- _Supplied data_
* * *
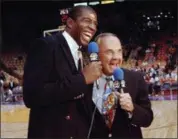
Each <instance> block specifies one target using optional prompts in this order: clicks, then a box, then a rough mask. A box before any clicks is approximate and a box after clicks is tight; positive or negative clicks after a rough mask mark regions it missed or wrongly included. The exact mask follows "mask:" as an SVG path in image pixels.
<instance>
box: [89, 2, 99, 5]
mask: <svg viewBox="0 0 178 139" xmlns="http://www.w3.org/2000/svg"><path fill="white" fill-rule="evenodd" d="M98 4H100V2H99V1H92V2H89V5H98Z"/></svg>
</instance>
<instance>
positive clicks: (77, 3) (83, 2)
mask: <svg viewBox="0 0 178 139" xmlns="http://www.w3.org/2000/svg"><path fill="white" fill-rule="evenodd" d="M78 5H84V6H87V2H80V3H74V7H75V6H78Z"/></svg>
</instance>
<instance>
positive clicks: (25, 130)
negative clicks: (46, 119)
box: [1, 100, 177, 138]
mask: <svg viewBox="0 0 178 139" xmlns="http://www.w3.org/2000/svg"><path fill="white" fill-rule="evenodd" d="M151 103H152V109H153V112H154V120H153V122H152V124H151V125H150V126H149V127H148V128H142V132H143V136H144V138H177V100H162V101H151ZM28 114H29V110H28V109H27V108H25V106H24V105H13V106H9V105H2V106H1V138H26V137H27V127H28Z"/></svg>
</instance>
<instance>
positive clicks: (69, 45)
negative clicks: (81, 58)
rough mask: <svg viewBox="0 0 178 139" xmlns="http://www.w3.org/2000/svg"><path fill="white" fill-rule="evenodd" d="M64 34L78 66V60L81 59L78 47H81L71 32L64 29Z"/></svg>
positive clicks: (73, 57)
mask: <svg viewBox="0 0 178 139" xmlns="http://www.w3.org/2000/svg"><path fill="white" fill-rule="evenodd" d="M62 34H63V36H64V38H65V39H66V41H67V43H68V45H69V48H70V51H71V53H72V56H73V58H74V61H75V65H76V67H78V60H79V56H78V49H79V48H80V47H79V45H78V44H77V42H76V41H75V40H74V39H73V38H72V37H71V36H70V34H69V33H68V32H66V31H64V32H63V33H62Z"/></svg>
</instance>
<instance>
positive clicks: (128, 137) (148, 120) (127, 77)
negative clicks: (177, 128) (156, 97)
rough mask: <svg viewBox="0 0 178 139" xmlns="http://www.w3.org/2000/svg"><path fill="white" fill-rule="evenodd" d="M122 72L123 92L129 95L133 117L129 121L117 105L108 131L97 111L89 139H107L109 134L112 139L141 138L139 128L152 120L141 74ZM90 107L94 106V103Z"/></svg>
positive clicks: (149, 122) (146, 85)
mask: <svg viewBox="0 0 178 139" xmlns="http://www.w3.org/2000/svg"><path fill="white" fill-rule="evenodd" d="M123 70H124V79H125V82H126V88H124V92H129V93H130V95H131V97H132V100H133V103H134V108H135V109H134V111H133V117H132V119H129V118H128V113H127V112H125V111H124V110H122V109H121V107H120V105H119V104H118V107H117V109H116V114H115V118H114V121H113V125H112V128H111V130H109V129H108V128H107V126H106V124H105V121H104V120H103V117H102V115H101V114H100V113H99V111H98V110H97V111H96V113H95V119H94V124H93V128H92V132H91V136H90V137H91V138H107V137H108V135H109V134H112V137H113V138H120V137H121V138H142V133H141V129H140V127H147V126H149V125H150V124H151V122H152V120H153V112H152V110H151V103H150V100H149V99H148V87H147V84H146V83H145V81H144V78H143V76H142V74H140V73H138V72H134V71H129V70H126V69H123ZM92 105H93V107H94V106H95V104H94V103H93V104H92Z"/></svg>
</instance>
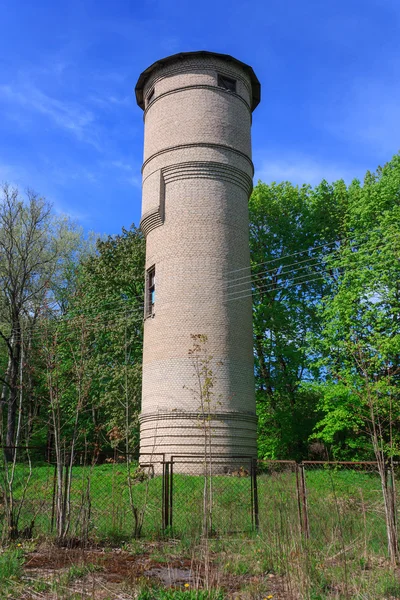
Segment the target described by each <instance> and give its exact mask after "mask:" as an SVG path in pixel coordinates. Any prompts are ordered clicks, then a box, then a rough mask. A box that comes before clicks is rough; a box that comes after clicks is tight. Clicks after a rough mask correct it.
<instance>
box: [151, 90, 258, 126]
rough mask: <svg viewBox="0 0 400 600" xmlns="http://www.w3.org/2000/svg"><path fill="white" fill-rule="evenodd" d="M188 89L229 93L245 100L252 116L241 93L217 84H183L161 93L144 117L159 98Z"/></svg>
mask: <svg viewBox="0 0 400 600" xmlns="http://www.w3.org/2000/svg"><path fill="white" fill-rule="evenodd" d="M187 90H210V91H212V92H216V93H218V94H229V96H230V97H232V98H236V99H237V100H240V102H243V104H244V105H245V107H246V108H247V110H248V111H249V113H250V117H251V107H250V105H249V103H248V102H246V100H245V99H244V98H242V96H240V95H239V94H236V93H235V92H231V91H230V90H226V89H224V88H221V87H218V86H217V85H205V84H197V85H185V86H181V87H176V88H174V89H173V90H169V91H168V92H164V93H162V94H159V95H158V96H156V98H154V100H152V101H151V102H150V104H149V105H148V106H147V108H146V110H145V111H144V118H146V115H147V113H148V112H149V110H150V109H151V108H152V107H154V106H155V105H156V104H157V101H158V100H162V99H163V98H165V97H166V96H171V94H178V93H181V92H186V91H187ZM178 102H179V100H178Z"/></svg>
* * *
Leave out the pictures and give the listing above again exactly.

Each <instance> block specifies one target using optional prompts in this order: clicks, then a box, then a rough mask. A box before any clicks is approximate and a box after clicks is tight; positive or negative clicks after a rough mask mark regions it missed or wrongly included. The exact mask follows "mask:" as an SVG path in image pixels.
<instance>
box: [89, 2, 99, 5]
mask: <svg viewBox="0 0 178 139" xmlns="http://www.w3.org/2000/svg"><path fill="white" fill-rule="evenodd" d="M98 4H100V2H99V1H92V2H89V5H98Z"/></svg>
</instance>
<instance>
positive clicks: (77, 3) (83, 2)
mask: <svg viewBox="0 0 178 139" xmlns="http://www.w3.org/2000/svg"><path fill="white" fill-rule="evenodd" d="M78 5H84V6H87V2H80V3H74V7H75V6H78Z"/></svg>
</instance>
<instance>
positive clicks: (25, 130)
negative clicks: (46, 119)
box: [1, 100, 177, 138]
mask: <svg viewBox="0 0 178 139" xmlns="http://www.w3.org/2000/svg"><path fill="white" fill-rule="evenodd" d="M151 103H152V109H153V112H154V120H153V122H152V124H151V125H150V126H149V127H148V128H142V132H143V136H144V138H177V100H162V101H151ZM28 114H29V110H28V109H27V108H25V106H24V105H13V106H9V105H2V106H1V138H26V137H27V127H28Z"/></svg>
</instance>
<instance>
positive clicks: (69, 45)
negative clicks: (81, 58)
rough mask: <svg viewBox="0 0 178 139" xmlns="http://www.w3.org/2000/svg"><path fill="white" fill-rule="evenodd" d="M64 34L78 66V60L81 59L78 47H81L71 32L64 29Z"/></svg>
positive clicks: (73, 57)
mask: <svg viewBox="0 0 178 139" xmlns="http://www.w3.org/2000/svg"><path fill="white" fill-rule="evenodd" d="M62 34H63V36H64V38H65V39H66V41H67V43H68V45H69V48H70V51H71V53H72V56H73V58H74V61H75V65H76V67H78V60H79V56H78V49H79V48H80V47H79V45H78V44H77V42H76V41H75V40H74V39H73V38H72V37H71V36H70V34H69V33H68V32H66V31H64V32H63V33H62Z"/></svg>
</instance>
<instance>
positive clicks: (128, 137) (148, 120) (127, 77)
negative clicks: (177, 128) (156, 97)
rough mask: <svg viewBox="0 0 178 139" xmlns="http://www.w3.org/2000/svg"><path fill="white" fill-rule="evenodd" d="M122 72L123 92L129 95L133 117L129 121L117 105L108 131L97 111L89 139H107L109 134L112 139L141 138L139 128L152 120L141 74ZM90 107L94 106V103Z"/></svg>
positive clicks: (149, 122) (146, 85)
mask: <svg viewBox="0 0 178 139" xmlns="http://www.w3.org/2000/svg"><path fill="white" fill-rule="evenodd" d="M123 70H124V79H125V82H126V88H124V92H129V93H130V95H131V97H132V100H133V103H134V108H135V109H134V111H133V117H132V119H129V118H128V113H127V112H125V111H124V110H122V109H121V107H120V105H119V104H118V107H117V109H116V114H115V118H114V121H113V125H112V128H111V130H109V129H108V128H107V126H106V124H105V121H104V120H103V117H102V115H101V114H100V113H99V111H98V110H97V111H96V113H95V119H94V124H93V128H92V132H91V136H90V137H91V138H107V137H108V135H109V134H112V137H113V138H120V137H121V138H142V133H141V129H140V127H147V126H149V125H150V124H151V122H152V120H153V112H152V110H151V103H150V100H149V99H148V87H147V84H146V83H145V81H144V78H143V76H142V74H140V73H138V72H134V71H129V70H126V69H123ZM92 105H93V107H94V106H95V104H94V103H93V104H92Z"/></svg>
</instance>
Segment the target described by each <instance> and give its exact mask after "mask:" as an SVG path in pixel coordinates. Any prompts are ordered clicks, then a box, then a rough mask. A box that comes before clicks is rough; a box that comes after clicks is tight. Clicks after a rough mask correct it.
<instance>
box: [151, 90, 258, 126]
rough mask: <svg viewBox="0 0 400 600" xmlns="http://www.w3.org/2000/svg"><path fill="white" fill-rule="evenodd" d="M188 89L229 93L245 100L252 116L241 93L217 84H183L161 93L144 117L159 98Z"/></svg>
mask: <svg viewBox="0 0 400 600" xmlns="http://www.w3.org/2000/svg"><path fill="white" fill-rule="evenodd" d="M187 90H210V91H212V92H216V93H218V94H229V96H230V97H232V98H236V99H237V100H240V102H243V104H244V105H245V107H246V108H247V110H248V111H249V113H250V117H251V107H250V105H249V103H248V102H246V100H245V99H244V98H242V96H240V95H239V94H236V93H235V92H231V91H230V90H226V89H224V88H221V87H218V86H217V85H205V84H197V85H185V86H181V87H176V88H174V89H173V90H169V91H168V92H164V93H162V94H159V95H158V96H156V98H154V100H152V101H151V102H150V104H149V105H148V106H147V108H146V110H145V111H144V118H146V115H147V113H148V112H149V110H150V109H151V108H152V107H154V106H155V105H156V104H157V101H158V100H162V99H163V98H165V97H166V96H171V94H178V93H181V92H186V91H187ZM178 102H179V100H178Z"/></svg>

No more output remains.